**Task objective**
Go through the listing and set it down exactly, leaving out its pictures.

**Input**
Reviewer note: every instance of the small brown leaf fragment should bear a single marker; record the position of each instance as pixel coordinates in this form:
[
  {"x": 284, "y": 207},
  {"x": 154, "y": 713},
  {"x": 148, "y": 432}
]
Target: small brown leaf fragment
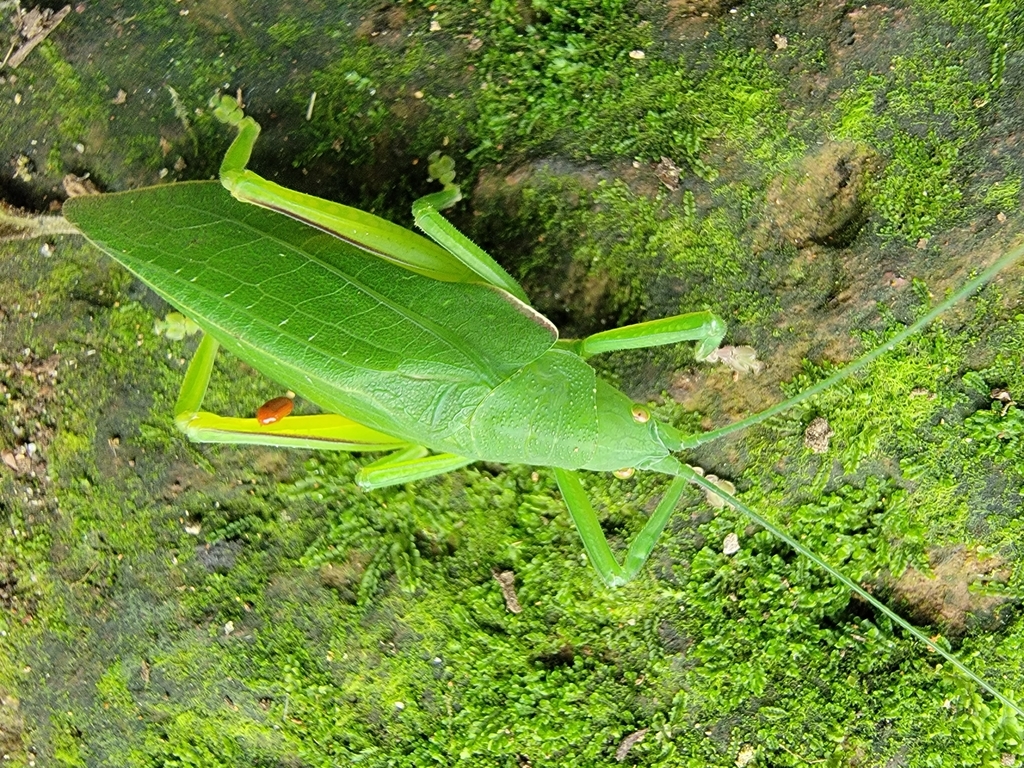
[
  {"x": 627, "y": 743},
  {"x": 506, "y": 580},
  {"x": 31, "y": 29},
  {"x": 79, "y": 186},
  {"x": 817, "y": 434},
  {"x": 668, "y": 173}
]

**Reply to the task**
Reviewer note: every instance of the small brown leaf fragment should bear a single marker; record the position of each instance as pixel coordinates in this form:
[
  {"x": 284, "y": 207},
  {"x": 154, "y": 713},
  {"x": 148, "y": 432}
]
Target: small brown leaf fragment
[
  {"x": 627, "y": 743},
  {"x": 506, "y": 580},
  {"x": 31, "y": 29},
  {"x": 79, "y": 186},
  {"x": 817, "y": 434},
  {"x": 668, "y": 173}
]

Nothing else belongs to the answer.